**WHAT YOU SHOULD DO**
How many lines in the material below contain the string "shrub"? Case counts. Reply with the number only.

[Object point labels]
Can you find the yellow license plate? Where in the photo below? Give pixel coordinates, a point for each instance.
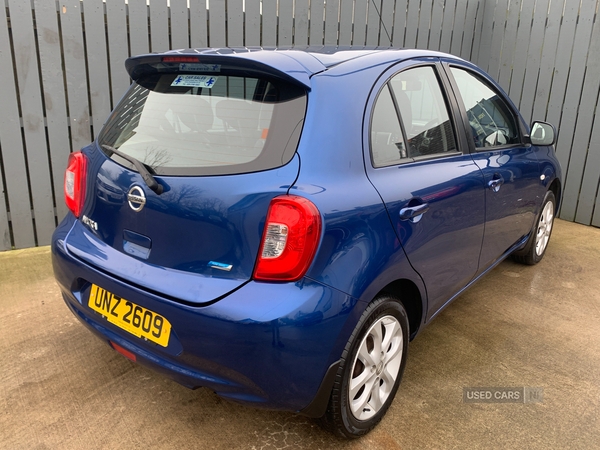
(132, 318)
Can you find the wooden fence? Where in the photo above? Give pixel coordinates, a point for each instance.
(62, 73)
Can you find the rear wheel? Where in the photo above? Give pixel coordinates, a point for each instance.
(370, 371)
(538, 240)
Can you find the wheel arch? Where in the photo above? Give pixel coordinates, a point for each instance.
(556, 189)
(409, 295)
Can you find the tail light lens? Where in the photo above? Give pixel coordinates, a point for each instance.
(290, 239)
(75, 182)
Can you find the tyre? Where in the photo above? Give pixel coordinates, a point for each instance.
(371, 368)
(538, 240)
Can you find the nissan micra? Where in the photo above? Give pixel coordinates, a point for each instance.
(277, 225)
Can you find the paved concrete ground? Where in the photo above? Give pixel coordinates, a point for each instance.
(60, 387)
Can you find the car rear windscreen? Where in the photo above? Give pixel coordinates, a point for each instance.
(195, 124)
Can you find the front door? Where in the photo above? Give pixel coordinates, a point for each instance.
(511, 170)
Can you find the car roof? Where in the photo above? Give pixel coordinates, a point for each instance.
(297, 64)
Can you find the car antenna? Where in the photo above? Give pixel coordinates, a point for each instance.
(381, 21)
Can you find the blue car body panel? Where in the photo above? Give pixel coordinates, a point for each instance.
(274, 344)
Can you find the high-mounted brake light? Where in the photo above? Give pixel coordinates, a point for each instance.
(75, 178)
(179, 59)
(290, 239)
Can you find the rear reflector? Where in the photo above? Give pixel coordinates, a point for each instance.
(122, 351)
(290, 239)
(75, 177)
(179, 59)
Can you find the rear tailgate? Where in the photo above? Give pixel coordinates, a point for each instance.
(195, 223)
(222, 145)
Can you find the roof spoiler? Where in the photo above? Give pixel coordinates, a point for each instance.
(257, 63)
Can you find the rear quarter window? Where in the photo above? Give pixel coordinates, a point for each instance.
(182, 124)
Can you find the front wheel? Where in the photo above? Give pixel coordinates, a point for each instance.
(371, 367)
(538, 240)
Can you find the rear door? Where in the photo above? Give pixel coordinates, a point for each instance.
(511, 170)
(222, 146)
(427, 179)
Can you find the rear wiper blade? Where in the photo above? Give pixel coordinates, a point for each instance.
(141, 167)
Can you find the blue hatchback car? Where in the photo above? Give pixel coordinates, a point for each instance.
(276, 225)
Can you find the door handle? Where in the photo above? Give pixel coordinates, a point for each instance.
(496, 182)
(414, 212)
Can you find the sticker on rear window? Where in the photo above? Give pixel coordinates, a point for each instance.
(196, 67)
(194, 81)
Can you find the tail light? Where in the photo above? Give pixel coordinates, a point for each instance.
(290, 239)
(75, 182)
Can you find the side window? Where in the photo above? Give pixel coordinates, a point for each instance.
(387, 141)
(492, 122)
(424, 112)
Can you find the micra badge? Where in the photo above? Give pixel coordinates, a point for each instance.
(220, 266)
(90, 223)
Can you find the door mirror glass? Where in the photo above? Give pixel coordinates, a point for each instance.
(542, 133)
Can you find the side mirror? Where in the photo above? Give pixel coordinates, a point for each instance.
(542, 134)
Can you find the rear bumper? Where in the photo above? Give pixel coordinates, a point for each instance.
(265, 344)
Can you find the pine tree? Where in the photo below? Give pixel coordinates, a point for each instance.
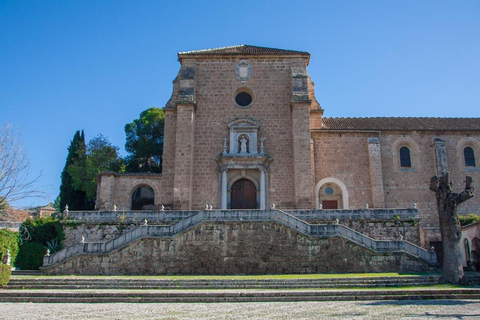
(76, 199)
...
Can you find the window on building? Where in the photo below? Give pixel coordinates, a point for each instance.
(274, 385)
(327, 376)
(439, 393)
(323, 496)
---
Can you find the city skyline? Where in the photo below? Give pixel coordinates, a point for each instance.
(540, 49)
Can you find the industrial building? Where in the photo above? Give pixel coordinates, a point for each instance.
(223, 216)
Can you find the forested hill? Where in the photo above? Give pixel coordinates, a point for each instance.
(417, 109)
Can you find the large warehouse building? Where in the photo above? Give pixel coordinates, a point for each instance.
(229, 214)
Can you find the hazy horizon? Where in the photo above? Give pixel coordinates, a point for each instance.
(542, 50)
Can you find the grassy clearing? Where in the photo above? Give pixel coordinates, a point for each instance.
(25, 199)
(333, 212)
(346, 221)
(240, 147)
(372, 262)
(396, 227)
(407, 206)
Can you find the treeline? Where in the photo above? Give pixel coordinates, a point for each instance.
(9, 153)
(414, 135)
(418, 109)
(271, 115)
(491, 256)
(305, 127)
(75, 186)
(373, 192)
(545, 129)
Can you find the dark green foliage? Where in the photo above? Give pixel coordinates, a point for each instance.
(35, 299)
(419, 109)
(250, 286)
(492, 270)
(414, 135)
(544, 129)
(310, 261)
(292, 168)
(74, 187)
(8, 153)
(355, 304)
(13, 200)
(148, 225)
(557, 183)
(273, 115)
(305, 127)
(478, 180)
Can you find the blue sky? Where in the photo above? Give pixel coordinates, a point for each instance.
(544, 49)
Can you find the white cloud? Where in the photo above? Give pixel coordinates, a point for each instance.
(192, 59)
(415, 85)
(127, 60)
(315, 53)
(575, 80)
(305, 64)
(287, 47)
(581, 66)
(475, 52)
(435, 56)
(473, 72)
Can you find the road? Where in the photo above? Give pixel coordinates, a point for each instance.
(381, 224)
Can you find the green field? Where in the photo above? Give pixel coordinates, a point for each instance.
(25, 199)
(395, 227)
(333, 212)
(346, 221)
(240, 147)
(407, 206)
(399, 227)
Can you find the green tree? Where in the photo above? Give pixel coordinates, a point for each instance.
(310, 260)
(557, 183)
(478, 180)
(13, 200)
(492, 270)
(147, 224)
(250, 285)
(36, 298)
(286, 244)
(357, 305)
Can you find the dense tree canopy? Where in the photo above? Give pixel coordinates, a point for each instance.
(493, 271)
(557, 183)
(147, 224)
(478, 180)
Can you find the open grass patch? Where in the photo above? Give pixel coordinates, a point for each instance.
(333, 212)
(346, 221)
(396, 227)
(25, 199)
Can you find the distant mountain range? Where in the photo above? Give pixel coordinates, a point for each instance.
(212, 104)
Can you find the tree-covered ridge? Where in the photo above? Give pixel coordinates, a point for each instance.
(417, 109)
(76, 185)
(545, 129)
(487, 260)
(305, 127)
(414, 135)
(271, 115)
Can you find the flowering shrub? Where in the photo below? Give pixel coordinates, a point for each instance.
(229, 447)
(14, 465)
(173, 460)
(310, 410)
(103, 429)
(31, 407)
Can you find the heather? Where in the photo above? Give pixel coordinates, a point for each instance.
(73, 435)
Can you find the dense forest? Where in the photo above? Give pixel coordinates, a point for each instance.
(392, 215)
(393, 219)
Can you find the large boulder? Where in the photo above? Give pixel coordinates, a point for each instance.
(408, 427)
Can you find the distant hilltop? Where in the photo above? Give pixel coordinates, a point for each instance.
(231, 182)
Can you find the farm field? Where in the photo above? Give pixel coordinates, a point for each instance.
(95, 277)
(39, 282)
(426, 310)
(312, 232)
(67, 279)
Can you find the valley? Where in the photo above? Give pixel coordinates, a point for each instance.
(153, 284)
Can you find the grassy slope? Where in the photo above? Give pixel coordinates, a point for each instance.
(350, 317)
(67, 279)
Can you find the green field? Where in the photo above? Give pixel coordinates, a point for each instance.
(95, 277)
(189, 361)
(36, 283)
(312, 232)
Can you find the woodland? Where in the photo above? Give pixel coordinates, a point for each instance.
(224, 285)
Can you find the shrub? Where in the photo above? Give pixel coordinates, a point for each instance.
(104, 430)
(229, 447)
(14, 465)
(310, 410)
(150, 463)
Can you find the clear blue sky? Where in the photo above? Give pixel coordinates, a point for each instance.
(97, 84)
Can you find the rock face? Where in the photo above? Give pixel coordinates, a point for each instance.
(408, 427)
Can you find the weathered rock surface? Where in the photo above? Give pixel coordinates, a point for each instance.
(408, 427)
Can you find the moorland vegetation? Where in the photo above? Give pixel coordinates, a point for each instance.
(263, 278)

**WRITTEN REPLY**
2